The laser alignment device is mounted to the drill rig in place of
the drill rod and the laser emitting device is used to indicate the
orientation of the drill rod once the drill rod is attached or
mounted to the drill rig. The laser alignment device is removed
from the drill rig once the drill rig has been aligned and replaced
with a drill rod which is being used to drill the hole.
[0175] The laser alignment device of this embodiment provides an
indication of the drill rod dip as well as the azimuth.
[0176] The head unit 101 of the laser alignment device of this
embodiment includes one laser emitting device mounted relative to
the drill rig in the position which the drill rod normally occupies
during operation. As mentioned above, the head unit is therefore
preferably mounted in place of the drill rod with the drill rod
temporarily removed from the rig during alignment. In this way, the
laser emitting device can be used to ensure that the drill rod
(once fitted) will be oriented as required. The position of the
unit on a number of different drill rigs is illustrated in FIGS. 20
to 24.
[0177] The laser emitting device points forwardly, that is in the
direction of the drilling and emits a beam in that direction 104.
As illustrated in FIGS. 20 to 24, the laser emitting device is
mounted substantially in line with the drive of the drill rod. The
methods of accomplishing this differ according to the drill
rig--and more precisely, the type of drive the drill rig uses.
[0178] The head unit of this embodiment includes a gyrocompass 102
to indicate at least the azimuth of the laser emitting device on
the basis that orienting the laser emitting device will have the
effect of orienting the drill rod once the drill rod is attached to
the drill rig. The gyrocompass will normally be battery powered and
wirelessly transmit information to a tablet computer for display to
an operator. A cover 108 is normally provided to cover connectors
and wireless transmitter.
[0179] Typically, the devices are integrated into a single head
unit as illustrated in FIGS. 17 to 19 such that all three
parameters (location, azimuth and dip angle) can be used to
correctly position and orient the laser emitting device which is
subsequently replaced by the drill rod.
[0180] Each of the laser emitting device 107 and the gyrocompass
102 integrated into the head unit is independently actuable and
powered so that any device is not required can be powered down or
off. As illustrated in FIG. 19, two power switches 106, one for
each device are provided.
[0181] The attachment arrangement 105 is adapted to attach the head
unit 101 to the drill rig 103 instead of the drill rod. Typically,
drill rigs are one of two main types, namely either an end drive as
illustrated in FIGS. 22 and 24 or a collar drive as illustrated in
FIGS. 20, 21 and 23.
[0182] When applied in an end drive configuration, namely where a
drive is provided at one end of a drill rod, an adapter 110 is
provided to attach the drive and to the housing of the head unit
101 such that the laser emitting device 107 is coaxial with the
drive.
[0183] In the embodiments illustrated in FIGS. 22 and 24, the
adapter 110 is attached to a spindle 109 including a bearing race
111 in order to allow the gyrocompass 102 of the head unit 101 to
self level.

» EXTRACTED MATERIAL:
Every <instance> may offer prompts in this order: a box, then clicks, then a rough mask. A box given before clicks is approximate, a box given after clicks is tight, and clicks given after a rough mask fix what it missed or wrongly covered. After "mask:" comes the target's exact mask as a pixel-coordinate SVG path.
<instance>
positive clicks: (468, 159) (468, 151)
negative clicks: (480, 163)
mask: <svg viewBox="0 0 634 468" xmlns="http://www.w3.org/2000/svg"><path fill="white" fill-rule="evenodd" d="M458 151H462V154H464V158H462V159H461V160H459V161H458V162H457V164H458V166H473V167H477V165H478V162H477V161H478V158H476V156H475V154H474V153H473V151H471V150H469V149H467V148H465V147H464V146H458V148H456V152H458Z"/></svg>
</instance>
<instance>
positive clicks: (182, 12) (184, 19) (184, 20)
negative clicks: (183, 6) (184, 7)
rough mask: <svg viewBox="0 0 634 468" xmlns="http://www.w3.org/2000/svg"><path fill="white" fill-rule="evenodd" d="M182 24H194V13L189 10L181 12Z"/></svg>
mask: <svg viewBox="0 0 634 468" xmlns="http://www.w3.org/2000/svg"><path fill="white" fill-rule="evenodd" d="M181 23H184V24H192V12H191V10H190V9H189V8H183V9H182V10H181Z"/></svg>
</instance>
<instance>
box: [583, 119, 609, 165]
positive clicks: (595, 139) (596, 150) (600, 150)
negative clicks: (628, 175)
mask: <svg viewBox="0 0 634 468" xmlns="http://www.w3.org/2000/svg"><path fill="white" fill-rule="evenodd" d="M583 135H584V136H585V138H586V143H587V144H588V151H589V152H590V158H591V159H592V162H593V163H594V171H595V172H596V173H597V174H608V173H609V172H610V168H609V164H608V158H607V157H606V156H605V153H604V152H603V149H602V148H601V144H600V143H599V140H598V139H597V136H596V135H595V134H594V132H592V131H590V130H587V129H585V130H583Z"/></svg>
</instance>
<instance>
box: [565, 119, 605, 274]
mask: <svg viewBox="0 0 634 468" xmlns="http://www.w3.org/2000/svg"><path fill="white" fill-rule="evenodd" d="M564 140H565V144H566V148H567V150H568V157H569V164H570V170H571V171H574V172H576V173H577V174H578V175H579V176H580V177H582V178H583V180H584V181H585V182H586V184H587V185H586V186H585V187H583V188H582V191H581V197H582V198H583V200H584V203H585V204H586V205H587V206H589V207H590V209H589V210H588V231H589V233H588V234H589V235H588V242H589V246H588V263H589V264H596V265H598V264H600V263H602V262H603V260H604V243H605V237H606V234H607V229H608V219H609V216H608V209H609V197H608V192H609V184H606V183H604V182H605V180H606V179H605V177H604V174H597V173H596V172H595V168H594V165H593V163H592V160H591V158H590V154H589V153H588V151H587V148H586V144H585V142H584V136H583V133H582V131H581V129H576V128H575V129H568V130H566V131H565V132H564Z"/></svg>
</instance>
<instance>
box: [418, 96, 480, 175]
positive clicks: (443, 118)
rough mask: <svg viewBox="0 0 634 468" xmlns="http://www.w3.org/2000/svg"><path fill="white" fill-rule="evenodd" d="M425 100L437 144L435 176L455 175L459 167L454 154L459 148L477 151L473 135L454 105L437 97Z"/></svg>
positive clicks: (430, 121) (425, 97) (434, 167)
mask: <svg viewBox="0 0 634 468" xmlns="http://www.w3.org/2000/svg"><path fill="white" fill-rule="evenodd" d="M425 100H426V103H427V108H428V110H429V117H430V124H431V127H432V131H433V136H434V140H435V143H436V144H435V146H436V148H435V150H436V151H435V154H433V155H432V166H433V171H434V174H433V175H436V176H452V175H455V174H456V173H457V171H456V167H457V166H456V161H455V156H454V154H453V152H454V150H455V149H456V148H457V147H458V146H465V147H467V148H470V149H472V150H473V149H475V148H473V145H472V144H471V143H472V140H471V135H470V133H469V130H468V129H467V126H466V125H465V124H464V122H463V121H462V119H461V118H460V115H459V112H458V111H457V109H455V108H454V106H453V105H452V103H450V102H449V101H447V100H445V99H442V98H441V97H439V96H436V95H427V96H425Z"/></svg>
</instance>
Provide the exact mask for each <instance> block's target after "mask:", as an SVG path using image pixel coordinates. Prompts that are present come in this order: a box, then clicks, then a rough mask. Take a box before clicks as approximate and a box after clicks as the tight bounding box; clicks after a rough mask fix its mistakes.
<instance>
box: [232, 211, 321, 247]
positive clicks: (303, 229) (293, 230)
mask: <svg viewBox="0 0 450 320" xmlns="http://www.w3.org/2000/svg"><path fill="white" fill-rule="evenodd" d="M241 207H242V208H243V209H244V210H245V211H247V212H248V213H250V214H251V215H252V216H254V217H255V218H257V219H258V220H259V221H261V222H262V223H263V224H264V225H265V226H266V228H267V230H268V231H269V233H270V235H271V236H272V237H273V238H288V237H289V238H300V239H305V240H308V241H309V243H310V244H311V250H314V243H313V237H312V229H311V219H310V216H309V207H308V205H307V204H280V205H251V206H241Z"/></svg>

» EXERCISE: Reproduce everything from "[0181] The attachment" down to "20, 21 and 23." in the laser alignment passage, changing "attachment arrangement" to "mounting arrangement". Rely on the laser alignment passage alone.

» ANSWER TO THIS TASK:
[0181] The mounting arrangement 105 is adapted to attach the head
unit 101 to the drill rig 103 instead of the drill rod. Typically,
drill rigs are one of two main types, namely either an end drive as
illustrated in FIGS. 22 and 24 or a collar drive as illustrated in
FIGS. 20, 21 and 23.